MATERIAL SUPPLIED:
*** Block opens ***

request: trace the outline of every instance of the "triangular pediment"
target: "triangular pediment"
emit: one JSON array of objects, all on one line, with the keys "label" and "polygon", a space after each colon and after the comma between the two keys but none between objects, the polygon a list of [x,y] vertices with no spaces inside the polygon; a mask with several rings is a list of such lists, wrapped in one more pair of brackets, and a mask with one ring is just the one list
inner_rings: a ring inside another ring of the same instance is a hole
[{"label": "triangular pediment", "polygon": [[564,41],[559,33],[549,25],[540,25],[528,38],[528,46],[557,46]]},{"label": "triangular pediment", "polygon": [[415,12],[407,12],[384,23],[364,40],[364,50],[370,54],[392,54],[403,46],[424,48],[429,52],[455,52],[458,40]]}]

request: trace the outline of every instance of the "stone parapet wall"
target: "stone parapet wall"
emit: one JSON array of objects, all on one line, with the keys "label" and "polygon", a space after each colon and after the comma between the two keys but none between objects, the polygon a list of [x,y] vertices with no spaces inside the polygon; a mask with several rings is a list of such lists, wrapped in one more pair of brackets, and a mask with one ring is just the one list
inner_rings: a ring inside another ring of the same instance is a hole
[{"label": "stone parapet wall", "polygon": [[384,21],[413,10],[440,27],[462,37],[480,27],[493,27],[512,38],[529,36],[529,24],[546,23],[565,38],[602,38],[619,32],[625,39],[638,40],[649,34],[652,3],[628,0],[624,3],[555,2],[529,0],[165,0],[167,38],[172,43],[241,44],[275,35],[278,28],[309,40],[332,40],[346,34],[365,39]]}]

*** Block closes ***

TASK TO COMPLETE:
Using the material above, gather every line that includes "request".

WRITTEN SOLUTION:
request: trace the outline of every instance of the "triangular pediment"
request: trace the outline of every instance of the "stone parapet wall"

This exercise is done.